** Opening Text block block **

In May 2009 the speedboat (RIB) Sooty ran aground on the northern tip of Calve at 23:30, having left Tobermory shortly before, after an evening of drinking by its crew at a local pub. It is thought that the boat was travelling at around 20 kn at the point of impact, driving it a further 11 metres onto the rocky shore. Of the four men on board, one was thrown out of the boat onto the rocks and died of his injuries. It is thought that reckless speeds, insufficient attention to the GPS device, an absence of lookout and failure to prepare a passage plan all resulted from and were exacerbated by the influence of alcohol.

==Symbol of depopulation==
In 1934 a pioneering kayak expedition was made by Alastair Dunnett and Seamus Adam around the Inner Hebrides, sending back their expedition reports to the Daily Record and Evening News. Amidst the depopulation and poverty of the islanders they found that Calve Island was farmed by a single extended family, and stayed to help with the harvest, meeting two sisters, Margaret and Janet McDonald, who were locally renowned as competitive rowers. Alistair Dunnett (who went on to become editor of The Scotsman) wrote of how Calve showed the Scottish island not as a beautiful barren waste. "It was on the contrary, a rich land, if neglected; fertile in all but faith". Undertaking another such kayak expedition in 2018, the historian David Gange was disappointed to find that, unlike the signs of revival across so much of the Hebrides, Calve has no population and minimal agricultural activity. It stood for him as symbol of the fragility and lack of resilience in the current re-population of the Scottish Islands compared to the situation before the Clearances of the previous two centuries.

==Stamps==
Local stamps were issued for Calve Island in 1984 bearing the image of a Basset Hound. The nearest GPO post box is at Tobermory, on mainland Mull.

** Closing Text block block **
** Opening Data supplied block **

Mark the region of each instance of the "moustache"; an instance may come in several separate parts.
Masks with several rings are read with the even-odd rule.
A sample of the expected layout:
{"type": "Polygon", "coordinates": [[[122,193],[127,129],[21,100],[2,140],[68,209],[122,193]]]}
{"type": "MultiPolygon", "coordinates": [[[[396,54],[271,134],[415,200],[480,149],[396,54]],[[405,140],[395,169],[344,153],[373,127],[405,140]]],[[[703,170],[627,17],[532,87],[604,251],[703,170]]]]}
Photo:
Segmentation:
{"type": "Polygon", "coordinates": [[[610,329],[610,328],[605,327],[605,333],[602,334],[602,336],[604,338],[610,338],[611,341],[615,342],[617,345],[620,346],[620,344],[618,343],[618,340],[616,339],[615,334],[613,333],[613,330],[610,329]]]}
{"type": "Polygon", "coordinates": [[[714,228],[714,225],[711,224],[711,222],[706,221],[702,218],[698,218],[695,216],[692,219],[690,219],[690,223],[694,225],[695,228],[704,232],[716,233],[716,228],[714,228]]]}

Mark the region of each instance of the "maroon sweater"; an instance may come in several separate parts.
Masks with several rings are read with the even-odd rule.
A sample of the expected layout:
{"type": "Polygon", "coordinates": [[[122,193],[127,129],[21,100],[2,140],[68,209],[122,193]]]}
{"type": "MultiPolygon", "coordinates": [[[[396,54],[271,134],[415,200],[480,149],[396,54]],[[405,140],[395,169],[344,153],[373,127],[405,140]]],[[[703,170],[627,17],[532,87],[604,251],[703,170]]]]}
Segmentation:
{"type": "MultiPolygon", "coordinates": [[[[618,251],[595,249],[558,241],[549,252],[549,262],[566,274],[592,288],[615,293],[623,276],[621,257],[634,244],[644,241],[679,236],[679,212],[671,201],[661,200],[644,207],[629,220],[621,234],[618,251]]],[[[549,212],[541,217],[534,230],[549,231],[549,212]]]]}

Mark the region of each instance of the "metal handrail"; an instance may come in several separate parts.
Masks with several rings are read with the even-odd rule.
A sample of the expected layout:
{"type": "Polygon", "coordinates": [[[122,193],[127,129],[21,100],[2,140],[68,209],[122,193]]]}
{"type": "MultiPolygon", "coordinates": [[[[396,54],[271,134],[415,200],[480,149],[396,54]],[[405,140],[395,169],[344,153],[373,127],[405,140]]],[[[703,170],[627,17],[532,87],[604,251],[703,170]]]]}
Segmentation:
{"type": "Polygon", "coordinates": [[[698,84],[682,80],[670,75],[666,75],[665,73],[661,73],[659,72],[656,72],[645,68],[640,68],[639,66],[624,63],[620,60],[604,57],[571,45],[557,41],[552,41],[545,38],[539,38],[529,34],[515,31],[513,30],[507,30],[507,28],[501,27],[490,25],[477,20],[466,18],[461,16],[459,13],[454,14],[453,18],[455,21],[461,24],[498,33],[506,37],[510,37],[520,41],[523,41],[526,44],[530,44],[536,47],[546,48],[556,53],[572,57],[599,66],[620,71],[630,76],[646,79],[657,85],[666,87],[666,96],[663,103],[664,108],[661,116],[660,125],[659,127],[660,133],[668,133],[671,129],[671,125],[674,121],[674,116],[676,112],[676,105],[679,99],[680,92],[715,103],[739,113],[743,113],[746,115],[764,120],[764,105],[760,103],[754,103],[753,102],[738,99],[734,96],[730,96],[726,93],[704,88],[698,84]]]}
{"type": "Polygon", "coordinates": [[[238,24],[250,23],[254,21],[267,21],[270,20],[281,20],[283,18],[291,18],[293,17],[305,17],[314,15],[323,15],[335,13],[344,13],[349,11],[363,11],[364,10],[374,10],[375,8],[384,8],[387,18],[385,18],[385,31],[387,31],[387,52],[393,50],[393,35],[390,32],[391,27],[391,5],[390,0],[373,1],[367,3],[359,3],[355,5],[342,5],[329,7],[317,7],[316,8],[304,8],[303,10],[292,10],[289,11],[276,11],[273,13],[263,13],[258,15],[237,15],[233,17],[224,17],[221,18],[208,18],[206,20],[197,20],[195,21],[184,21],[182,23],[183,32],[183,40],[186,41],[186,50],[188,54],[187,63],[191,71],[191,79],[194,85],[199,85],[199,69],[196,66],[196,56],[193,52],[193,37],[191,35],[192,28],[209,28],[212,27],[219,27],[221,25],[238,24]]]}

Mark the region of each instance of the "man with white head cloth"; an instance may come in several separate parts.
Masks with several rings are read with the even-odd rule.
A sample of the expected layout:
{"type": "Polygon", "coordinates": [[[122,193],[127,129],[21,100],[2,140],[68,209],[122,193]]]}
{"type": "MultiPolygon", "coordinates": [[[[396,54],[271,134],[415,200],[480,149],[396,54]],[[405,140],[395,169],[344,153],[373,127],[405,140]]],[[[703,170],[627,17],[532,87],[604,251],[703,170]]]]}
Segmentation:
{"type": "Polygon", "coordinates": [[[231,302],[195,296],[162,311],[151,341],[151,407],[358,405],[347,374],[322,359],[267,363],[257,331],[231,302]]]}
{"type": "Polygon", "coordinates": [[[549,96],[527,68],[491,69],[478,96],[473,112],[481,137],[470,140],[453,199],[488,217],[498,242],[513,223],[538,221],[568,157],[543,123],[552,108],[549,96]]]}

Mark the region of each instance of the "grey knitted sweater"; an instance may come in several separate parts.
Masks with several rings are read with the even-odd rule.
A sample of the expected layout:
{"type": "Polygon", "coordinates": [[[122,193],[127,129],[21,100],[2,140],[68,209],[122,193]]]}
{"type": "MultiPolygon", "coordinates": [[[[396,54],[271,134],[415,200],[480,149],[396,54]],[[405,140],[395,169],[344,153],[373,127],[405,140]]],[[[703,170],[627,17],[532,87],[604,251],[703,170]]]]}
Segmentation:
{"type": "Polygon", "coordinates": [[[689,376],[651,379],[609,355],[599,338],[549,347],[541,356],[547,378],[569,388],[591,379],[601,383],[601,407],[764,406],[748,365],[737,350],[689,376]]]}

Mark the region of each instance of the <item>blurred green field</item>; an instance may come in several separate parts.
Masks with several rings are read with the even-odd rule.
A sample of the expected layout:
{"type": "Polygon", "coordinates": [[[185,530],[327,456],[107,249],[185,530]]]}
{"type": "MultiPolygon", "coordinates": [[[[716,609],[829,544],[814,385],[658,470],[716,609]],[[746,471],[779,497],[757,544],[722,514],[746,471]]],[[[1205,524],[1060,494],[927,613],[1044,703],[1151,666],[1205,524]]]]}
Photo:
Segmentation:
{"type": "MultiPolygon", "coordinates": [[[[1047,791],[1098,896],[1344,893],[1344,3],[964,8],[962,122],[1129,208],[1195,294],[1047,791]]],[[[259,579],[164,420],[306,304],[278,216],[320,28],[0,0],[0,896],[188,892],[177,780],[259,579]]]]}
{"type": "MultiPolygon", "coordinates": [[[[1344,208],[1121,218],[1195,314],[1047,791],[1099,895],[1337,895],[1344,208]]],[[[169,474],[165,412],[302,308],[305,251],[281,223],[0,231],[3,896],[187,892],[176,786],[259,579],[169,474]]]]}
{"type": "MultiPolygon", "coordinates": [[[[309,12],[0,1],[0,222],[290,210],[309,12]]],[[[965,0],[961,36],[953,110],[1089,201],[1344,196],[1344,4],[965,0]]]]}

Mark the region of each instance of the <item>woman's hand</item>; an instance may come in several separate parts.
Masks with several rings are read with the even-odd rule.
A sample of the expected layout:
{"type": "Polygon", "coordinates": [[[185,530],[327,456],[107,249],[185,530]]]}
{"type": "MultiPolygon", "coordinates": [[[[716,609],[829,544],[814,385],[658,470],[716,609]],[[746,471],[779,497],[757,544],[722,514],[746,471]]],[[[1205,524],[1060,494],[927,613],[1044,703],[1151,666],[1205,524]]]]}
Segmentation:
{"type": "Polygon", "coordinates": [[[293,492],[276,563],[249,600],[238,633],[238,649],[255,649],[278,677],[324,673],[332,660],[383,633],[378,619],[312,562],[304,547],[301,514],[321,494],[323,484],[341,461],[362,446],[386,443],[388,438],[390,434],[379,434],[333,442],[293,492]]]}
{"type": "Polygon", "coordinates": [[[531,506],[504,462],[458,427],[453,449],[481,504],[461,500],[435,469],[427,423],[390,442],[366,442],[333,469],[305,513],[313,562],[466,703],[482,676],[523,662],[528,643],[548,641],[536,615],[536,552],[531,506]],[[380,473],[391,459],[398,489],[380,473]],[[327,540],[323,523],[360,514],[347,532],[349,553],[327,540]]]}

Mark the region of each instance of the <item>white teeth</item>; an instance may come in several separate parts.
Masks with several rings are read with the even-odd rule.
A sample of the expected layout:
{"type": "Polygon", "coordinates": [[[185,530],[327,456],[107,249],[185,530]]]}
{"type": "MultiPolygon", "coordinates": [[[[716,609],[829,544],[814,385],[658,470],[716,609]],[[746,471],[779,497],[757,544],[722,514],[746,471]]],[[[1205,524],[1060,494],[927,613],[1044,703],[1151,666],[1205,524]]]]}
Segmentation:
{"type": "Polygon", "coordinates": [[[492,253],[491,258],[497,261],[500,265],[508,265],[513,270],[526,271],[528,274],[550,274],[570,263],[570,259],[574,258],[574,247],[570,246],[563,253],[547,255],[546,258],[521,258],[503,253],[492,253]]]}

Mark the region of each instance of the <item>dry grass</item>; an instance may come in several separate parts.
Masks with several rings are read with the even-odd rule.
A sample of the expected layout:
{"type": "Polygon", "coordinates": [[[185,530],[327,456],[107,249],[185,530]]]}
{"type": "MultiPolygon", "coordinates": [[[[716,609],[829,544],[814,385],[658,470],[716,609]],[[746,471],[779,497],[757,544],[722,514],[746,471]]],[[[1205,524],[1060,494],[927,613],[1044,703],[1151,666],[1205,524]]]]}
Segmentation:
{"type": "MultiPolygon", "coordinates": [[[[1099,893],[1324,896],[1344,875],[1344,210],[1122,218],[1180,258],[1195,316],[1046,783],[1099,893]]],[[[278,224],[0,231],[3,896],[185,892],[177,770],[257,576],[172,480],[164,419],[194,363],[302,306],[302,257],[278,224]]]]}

** Closing Data supplied block **

● **Task directions**
Reproduce the stretch of the Calve Island text from "In May 2009" through "influence of alcohol.". The records bear no relation to the text about Calve Island.

● **Output of the exercise**
In May 2009 the speedboat (RIB) Sooty ran aground on the northern tip of Calve at 23:30, having left Tobermory shortly before, after an evening of drinking by its crew at a local pub. It is thought that the boat was travelling at around 20 kn at the point of impact, driving it a further 11 metres onto the rocky shore. Of the four men on board, one was thrown out of the boat onto the rocks and died of his injuries. It is thought that reckless speeds, insufficient attention to the GPS device, an absence of lookout and failure to prepare a passage plan all resulted from and were exacerbated by the influence of alcohol.